---------- AVAILABLE DATA ----------

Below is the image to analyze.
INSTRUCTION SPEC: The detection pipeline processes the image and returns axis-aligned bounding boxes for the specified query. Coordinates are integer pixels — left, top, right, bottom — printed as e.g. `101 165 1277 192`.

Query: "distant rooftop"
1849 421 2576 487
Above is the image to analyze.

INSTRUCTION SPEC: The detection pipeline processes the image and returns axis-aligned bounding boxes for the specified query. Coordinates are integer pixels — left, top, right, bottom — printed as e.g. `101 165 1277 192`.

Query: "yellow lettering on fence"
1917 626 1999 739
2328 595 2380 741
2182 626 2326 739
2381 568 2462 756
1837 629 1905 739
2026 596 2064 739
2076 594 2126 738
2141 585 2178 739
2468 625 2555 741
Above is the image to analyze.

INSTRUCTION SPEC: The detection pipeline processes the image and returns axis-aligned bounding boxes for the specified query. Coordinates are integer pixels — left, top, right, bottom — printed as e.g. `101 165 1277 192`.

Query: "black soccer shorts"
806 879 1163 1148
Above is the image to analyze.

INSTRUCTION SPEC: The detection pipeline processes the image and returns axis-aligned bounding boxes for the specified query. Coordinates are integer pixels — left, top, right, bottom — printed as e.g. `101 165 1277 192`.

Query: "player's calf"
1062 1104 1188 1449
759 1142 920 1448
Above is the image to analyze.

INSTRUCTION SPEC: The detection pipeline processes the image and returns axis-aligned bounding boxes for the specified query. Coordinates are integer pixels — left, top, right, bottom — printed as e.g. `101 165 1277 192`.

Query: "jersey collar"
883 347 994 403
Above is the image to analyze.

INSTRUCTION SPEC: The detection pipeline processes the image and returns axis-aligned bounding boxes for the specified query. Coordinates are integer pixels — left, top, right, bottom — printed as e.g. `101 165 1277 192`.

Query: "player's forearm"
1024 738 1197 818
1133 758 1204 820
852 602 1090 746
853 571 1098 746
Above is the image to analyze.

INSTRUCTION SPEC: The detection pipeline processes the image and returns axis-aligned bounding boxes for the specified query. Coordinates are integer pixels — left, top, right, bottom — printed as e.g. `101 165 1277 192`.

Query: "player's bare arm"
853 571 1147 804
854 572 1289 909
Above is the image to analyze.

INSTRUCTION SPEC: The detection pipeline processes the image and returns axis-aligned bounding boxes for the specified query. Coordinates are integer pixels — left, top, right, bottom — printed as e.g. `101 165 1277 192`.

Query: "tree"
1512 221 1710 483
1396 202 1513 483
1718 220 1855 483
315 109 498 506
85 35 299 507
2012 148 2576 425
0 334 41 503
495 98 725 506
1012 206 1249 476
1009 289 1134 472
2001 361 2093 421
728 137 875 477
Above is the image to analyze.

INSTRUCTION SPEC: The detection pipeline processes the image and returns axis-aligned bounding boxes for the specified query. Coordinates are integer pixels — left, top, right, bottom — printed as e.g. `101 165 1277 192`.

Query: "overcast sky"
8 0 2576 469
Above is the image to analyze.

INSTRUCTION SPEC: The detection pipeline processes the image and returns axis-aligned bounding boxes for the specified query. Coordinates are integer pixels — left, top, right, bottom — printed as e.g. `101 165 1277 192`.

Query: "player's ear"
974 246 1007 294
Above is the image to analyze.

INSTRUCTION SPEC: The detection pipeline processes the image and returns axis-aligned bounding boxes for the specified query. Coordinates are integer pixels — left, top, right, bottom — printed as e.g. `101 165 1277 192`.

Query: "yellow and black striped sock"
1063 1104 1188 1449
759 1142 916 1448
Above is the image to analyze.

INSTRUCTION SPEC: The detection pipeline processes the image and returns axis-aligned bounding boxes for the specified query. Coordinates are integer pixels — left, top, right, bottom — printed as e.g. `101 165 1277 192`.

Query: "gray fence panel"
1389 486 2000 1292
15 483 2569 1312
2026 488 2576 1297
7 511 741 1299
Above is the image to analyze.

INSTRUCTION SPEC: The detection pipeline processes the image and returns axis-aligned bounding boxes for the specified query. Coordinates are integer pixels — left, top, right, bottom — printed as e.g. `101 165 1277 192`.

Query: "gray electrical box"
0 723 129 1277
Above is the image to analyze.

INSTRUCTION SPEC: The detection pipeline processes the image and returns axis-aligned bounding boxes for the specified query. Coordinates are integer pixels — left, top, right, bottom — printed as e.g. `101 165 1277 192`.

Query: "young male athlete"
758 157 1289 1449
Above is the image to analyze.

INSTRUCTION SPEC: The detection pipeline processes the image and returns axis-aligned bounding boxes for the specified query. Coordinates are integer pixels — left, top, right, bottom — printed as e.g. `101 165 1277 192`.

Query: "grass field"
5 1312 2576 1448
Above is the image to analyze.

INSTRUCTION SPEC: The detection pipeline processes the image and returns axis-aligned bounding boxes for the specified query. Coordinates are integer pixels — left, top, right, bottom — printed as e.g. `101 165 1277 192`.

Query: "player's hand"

----------

> _WHAT TO PRODUCE_
Would you please write out all the entries exactly?

> _RESULT FOR THIS TASK_
Below is the image to analyze.
INSTRUCTION SPEC: The detection pipeline processes the image and returns axis-aligned bounding boxes for the specified query. Coordinates are integer pixels — left, top, right, bottom — printed as e.g. `101 165 1277 192`.

Query: "distant rooftop"
1849 421 2576 487
Above is the image to analyze.

INSTRUCTION SPEC: The detection pipeline processes the image and returns axis-aligned bounding boxes for the specified query. Coordinates are integer pixels — left, top, right, bottom — printed as e.g. `101 165 1277 192`.

Query: "yellow lettering on fence"
1917 626 1999 739
2328 595 2380 741
2182 626 2326 739
2381 568 2462 756
1837 629 1905 739
2026 596 2064 739
2076 594 2126 738
2141 585 2178 739
2468 625 2555 741
Above is the image to analyze.

INSTRUCTION SPEC: The detection pipeline processes the image and returns axis-aligned bounding boxes for the specified query. Coordinates are integer pixels — left, top, right, bottom — printed as e.g. `101 165 1277 192`.

Query: "black soccer shorts"
806 879 1163 1148
Above is the image to analyze.

INSTRUCTION SPEC: The detection pipeline processes the image and returns axis-aligned bounding boxes for the specified query. Coordinates are integer pixels — left, top, right, bottom — printed as e.g. `101 165 1277 192`.

Query: "player's calf"
1062 1104 1188 1449
759 1142 920 1448
Above is the image to analyze.

INSTRUCTION SPEC: The detection pipeline processes the image and returns axis-aligned bounding boxes for the specified query. Coordinates are integer pixels — left, top, right, bottom — printed as e.g. `101 165 1277 192`.

Query: "jersey collar"
883 347 994 403
Above is the image to analyze.

INSTRUCTION SPEC: The detection pipeline processes the image and returns axis-aligned bounding boxes for the specified query. Coordinates are integer pixels — left, top, right, bottom — printed as e.g. `101 165 1277 192`.

Query: "player's forearm"
1024 738 1197 818
1133 758 1204 820
852 602 1090 746
853 571 1098 746
Above is the image to analyze.

INSTRUCTION SPEC: The detection pipeline processes the image and returns axis-aligned bounding boxes for the specified query. Coordinates are integer pixels — left, top, right, bottom — printed as e.g. `101 165 1277 192`.

Query: "player's bare arm"
853 571 1147 804
854 572 1289 909
Above is the image to analyze.

INSTRUCTION SPEC: The detection pipeline processes the image and returns axis-aligned bounding boxes for the specified query. Coordinates are integer pixels — left, top, right, bottom — printed as e.g. `101 165 1277 192`.

Query: "tree"
1512 221 1710 483
1396 202 1513 483
1718 220 1855 483
315 109 498 506
85 35 299 507
2012 148 2576 425
0 334 41 503
495 98 725 506
1012 206 1249 476
1009 289 1134 472
2001 361 2093 421
728 137 875 477
Above is the image to analyze.

INSTRUCTION SPEC: The detection pipeline processes the image and returns axis-aligned bounding boxes for the specified query. Coordinates are integer pixels — left, top, right, bottom — printed as e.g. `101 165 1277 192`.

Query: "overcast sky"
8 0 2576 469
Above is the image to analyze.

INSTRUCTION SPEC: The detection pipeline processes the image and returns axis-aligned bounding boxes for the specified query. Coordinates are integer pixels — left, top, right, bottom — printed as e.g. `101 165 1277 192`.

Query: "player's ear"
974 246 1007 294
Above is the image to analyze.

INSTRUCTION SPEC: The detection pipeline processes the image and returns axis-aligned bounding boxes for the specified query. Coordinates are integer pixels — left, top, right, bottom — printed as e.g. `101 165 1277 192`.

Query: "yellow and black striped sock"
1063 1104 1188 1449
759 1142 916 1448
Above is the image to analyze.

INSTRUCTION SPEC: The detection pipeline processes the image and returns axis-aligned bounding boxes for the specified query. Coordinates are integer pixels — left, top, right, bottom — printed as e.g. `101 165 1277 192`.

Query: "gray fence panel"
1389 486 2000 1292
15 483 2569 1312
2026 488 2576 1297
7 511 741 1299
Above is the image to analyze.

INSTRUCTION SPEC: The detection pipeline processes the image and returns axis-aligned bounding boxes for the specified query. Coordinates are integer pixels — left, top, right, bottom — printed as e.g. `101 165 1277 192`.

Query: "gray electrical box"
0 723 129 1277
Above is the image to analyze.

INSTRUCTION SPEC: The detection pipeline processes the image and returns axis-aligned bounding boxes for the specified query. Coordinates are integer pixels — left, top, right, bottom — printed as e.g. `101 165 1277 192`.

Query: "young male athlete"
758 157 1289 1449
Above is the image to analyze.

INSTRUCTION SPEC: The detection pipeline processes the image and returns axis-aligned bounding boxes for the specified query. Coordinates are integer pixels — left, top, right, bottom — printed as e.g. `101 165 1277 192`.

Query: "grass field"
5 1312 2576 1448
Above is the image to analyze.

INSTRUCTION SPEC: The detection pipeline processes the image and returns axis-aligned bounding boxes for the specified query. Coordinates are integer pixels — left, top, right, bottom — printed as e.g. `101 165 1277 192`.

Query: "player's hand"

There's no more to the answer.